[Passage provided]:
>> BEGIN

Especially in Germany Waldorf Schools have a long tradition and experience with respect to their pedagogical work, which may be characterized by the following representative aspects for Waldorf education (see Randoll & Veiga, 2013):

a social and integrative approach;

self-governance based on collegial teamwork;

the Waldorf curriculum;

a class teacher until the 8th grade;

Waldorf teacher training.

This article will review empirical results from the last 15 years with respect to the five aspects mentioned above (Frielingsdorf, 2012; Randoll, 2010). Findings showing the productivity of Waldorf Education will be presented as well as results showing the problems and challenges on the other hand.

Social and integrative approach in Waldorf Education

Rudolf Steiner (1976) had the intention to initiate a School, in which parents with an academic background as well as parents who belong to the "working class" could find a place where their children would learn together. Especially in Germany, however, the proportion of parents with an academic background is comparably high among Waldorf parents (Liebenwein, Barz & Randoll, 2012; Barz & Randoll, 2007; Ullrich, 2009). Therefore, it is not surprising, that the percentage of Waldorf students graduating with an Abitur (High School diploma) is much higher than the average in German schools (Barz & Randoll, 2007). According to the recent Waldorf student study about 70% of the Waldorf students strive for the Abitur (Liebenwein, Barz & Randoll, 2012). Furthermore, the percentage of students with a migrant background within Waldorf Schools (16.4%) is much less than that found in public schools by Baier and Pfeiffer (2005).

>> END

(Excerpts of pointing-data records)
>> BEGIN

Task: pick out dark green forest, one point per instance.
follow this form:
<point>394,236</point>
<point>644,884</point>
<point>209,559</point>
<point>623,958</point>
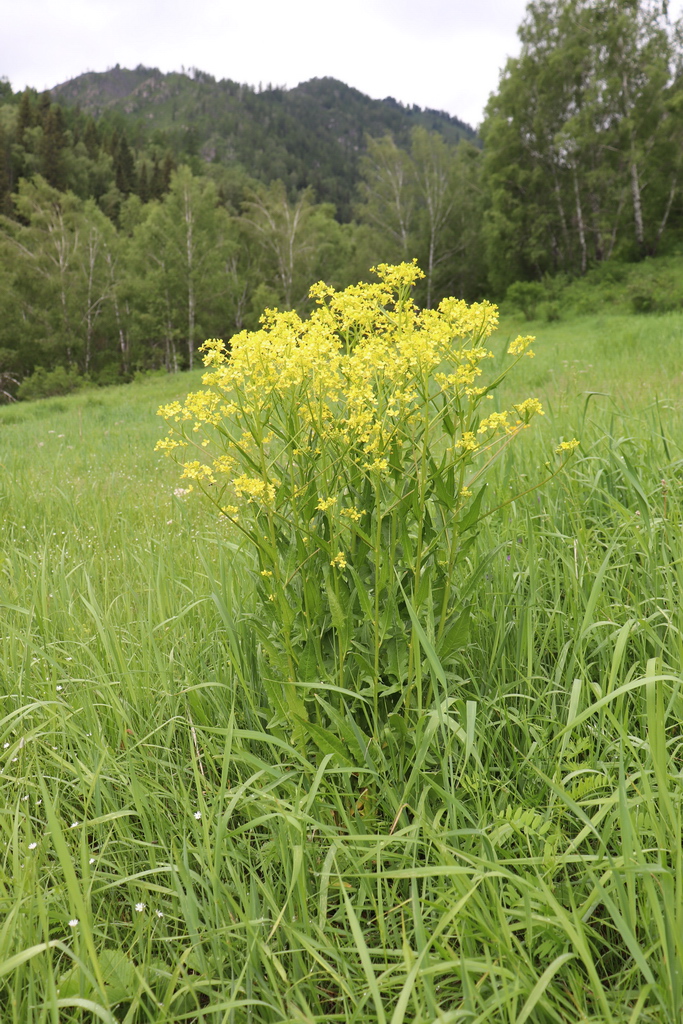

>> END

[List of tasks]:
• 1. In the passage on Waldorf education research, do these statements agree with the text? Answer yes or no for each and quote the words that decide it.
(a) Waldorf education keeps one class teacher through the 8th grade.
(b) The article reviews empirical results from the last 10 years.
(c) Waldorf Schools have a higher share of students with a migrant background than public schools.
• 2. Answer these questions from the passage on Waldorf education research:
(a) Up to which grade does a Waldorf class have a class teacher?
(b) How many years of empirical results does the article review?
(c) According to the recent Waldorf student study, about what share of Waldorf students strive for the Abitur?
• 3. Continue the passage on Waldorf education research from the point where it stops.
The listing has no connection to the passage on Waldorf education research.

[Answers per task]:
• 1.
(a) Yes: "a class teacher until the 8th grade"
(b) No: "empirical results from the last 15 years"
(c) No: "the percentage of students with a migrant background within Waldorf Schools (16.4%) is much less than that found in public schools"

• 2.
(a) The 8th grade
(b) The last 15 years
(c) About 70%

• 3.
Taking into account that Waldorf Schools do not receive a complete financial funding by the government, which public schools do, Waldorf Schools in Germany cannot be blamed for leaving the "integrative policy" out of their own intention. In this context, an integrative initiative with a double qualification should be mentioned (Schneider & Enderle, 2012), where a job training for those students is offered, who do not go for the Abitur. Financial support, however, turns out to be a crucial point for these initiatives, because the government based support is not sufficient and needs to be extended by other founders (Brater, Hemmer-Schanze & Schmelzer, 2008).

Accordingly, Waldorf Schools are sometimes regarded as schools for the elite, at least in Europe. In a study asking parents' motives for choosing a Waldorf School for their children, Barz and Randoll (2007) found the following intentions3:

the special pedagogical background (46.3%);

bad experiences in public schools (19.3%);

the anthroposophical background (11.3%);

tradition within the family (for example: siblings or parents went to Waldorf Schools);

recommendations (4.7%).

Waldorf Schools therefore are an important alternative for parents, who are looking for an educational context, which they perceive as not being available in public schools. The findings from Keller (2008), that 40% of Waldorf students are lateral entrants, also underline this point of view.

On the other hand, it can be discounted, that the German Waldorf Schools are a specialist training ground for anthroposophists, as it was posited by Prange (2000). Indeed the percentage of Waldorf parents with an anthroposophical background is very small and furthermore declining (Eberts, 2007). Moreover, according to the survey of Waldorf alumni (Barz & Randoll, 2007) students regarded their own schools as open and tolerant toward all world religions.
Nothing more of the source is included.